Output the material verbatim, beginning at the line that contains "Label: railing" and ending with the line that contains "[304,121,340,227]", with both of those lines included. Include no other lines.

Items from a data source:
══════════
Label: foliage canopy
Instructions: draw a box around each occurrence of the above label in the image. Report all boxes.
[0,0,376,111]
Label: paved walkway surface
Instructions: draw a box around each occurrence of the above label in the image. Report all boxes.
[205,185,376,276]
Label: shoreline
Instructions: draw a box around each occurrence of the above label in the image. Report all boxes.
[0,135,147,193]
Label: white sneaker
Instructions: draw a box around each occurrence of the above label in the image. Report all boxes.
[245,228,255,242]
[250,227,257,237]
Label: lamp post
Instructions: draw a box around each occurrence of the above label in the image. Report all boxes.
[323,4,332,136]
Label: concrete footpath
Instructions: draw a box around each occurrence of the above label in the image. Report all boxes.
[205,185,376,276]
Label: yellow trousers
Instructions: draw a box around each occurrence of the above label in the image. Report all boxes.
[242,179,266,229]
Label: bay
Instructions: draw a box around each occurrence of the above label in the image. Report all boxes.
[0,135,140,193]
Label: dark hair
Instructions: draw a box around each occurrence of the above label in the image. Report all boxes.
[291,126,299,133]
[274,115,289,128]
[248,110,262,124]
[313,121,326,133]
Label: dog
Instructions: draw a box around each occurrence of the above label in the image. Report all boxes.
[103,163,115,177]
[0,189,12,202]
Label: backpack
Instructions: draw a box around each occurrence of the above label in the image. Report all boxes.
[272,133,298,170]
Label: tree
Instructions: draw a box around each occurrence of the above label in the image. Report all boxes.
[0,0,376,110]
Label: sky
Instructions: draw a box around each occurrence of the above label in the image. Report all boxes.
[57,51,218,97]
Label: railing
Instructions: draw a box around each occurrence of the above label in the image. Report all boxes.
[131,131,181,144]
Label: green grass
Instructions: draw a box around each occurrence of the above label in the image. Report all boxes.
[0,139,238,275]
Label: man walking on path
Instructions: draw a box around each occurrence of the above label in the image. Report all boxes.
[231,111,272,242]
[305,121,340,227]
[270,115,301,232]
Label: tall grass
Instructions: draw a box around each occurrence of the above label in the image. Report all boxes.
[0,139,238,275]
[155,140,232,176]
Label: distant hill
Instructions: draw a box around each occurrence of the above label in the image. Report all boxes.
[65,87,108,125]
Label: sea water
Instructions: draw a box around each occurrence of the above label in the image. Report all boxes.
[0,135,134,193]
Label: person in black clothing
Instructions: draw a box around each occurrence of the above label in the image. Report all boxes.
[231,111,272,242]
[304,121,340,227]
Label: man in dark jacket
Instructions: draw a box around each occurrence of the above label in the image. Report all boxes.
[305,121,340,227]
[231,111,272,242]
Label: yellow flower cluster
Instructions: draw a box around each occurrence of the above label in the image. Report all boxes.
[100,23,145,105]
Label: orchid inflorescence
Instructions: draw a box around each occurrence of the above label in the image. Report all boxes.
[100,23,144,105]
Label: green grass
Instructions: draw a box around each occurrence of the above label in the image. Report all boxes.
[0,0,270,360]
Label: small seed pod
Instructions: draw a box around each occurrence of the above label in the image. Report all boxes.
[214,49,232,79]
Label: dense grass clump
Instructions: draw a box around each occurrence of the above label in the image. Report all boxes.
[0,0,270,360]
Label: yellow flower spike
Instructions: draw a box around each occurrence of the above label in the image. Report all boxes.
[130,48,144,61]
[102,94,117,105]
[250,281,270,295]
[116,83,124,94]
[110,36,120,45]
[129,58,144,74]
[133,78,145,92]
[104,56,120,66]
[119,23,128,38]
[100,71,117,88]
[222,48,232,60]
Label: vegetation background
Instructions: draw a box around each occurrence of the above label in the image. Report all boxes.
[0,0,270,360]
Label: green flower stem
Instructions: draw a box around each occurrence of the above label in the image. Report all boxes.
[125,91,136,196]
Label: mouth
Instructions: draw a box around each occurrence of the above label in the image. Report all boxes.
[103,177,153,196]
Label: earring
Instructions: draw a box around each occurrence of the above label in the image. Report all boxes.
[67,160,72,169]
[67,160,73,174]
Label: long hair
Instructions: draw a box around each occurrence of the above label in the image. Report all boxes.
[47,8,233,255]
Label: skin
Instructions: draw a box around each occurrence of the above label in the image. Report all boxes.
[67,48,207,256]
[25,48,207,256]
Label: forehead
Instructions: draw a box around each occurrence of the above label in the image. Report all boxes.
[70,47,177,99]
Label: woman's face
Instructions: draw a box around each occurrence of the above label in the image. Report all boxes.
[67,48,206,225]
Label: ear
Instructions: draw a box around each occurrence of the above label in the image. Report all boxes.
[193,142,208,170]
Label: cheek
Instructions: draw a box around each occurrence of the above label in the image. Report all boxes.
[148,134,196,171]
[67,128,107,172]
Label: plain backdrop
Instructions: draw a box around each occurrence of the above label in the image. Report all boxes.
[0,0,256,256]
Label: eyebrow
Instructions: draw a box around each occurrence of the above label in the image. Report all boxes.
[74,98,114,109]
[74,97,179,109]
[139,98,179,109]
══════════
▶ _FULL RESPONSE_:
Label: railing
Instructions: draw a box around each occurrence of the above label in the image. Report all boxes.
[131,131,181,144]
Label: green grass
Instructions: draw a box around each occurrence of the above label in the image. Report all boxes.
[0,139,238,275]
Label: man walking on path
Instructions: draw a box around each occurrence of the above label in the image. Report all boxes.
[231,111,272,242]
[305,121,340,227]
[270,115,301,232]
Label: tall grass
Instructions: draw a box around each occurrence of the above label in the image. Report all boxes.
[0,139,238,275]
[155,140,232,176]
Label: distant hill
Instructions: draw a box around each occurrence of the above label in the image. Report all boxes.
[65,87,108,125]
Label: sea water
Instructions: draw a box around each occurrence of the above label in the image. Report all boxes.
[0,135,134,193]
Label: person in black clothing
Instructions: draw a box around each occurrence of the above label in the image. Report all boxes.
[231,111,272,242]
[304,121,340,227]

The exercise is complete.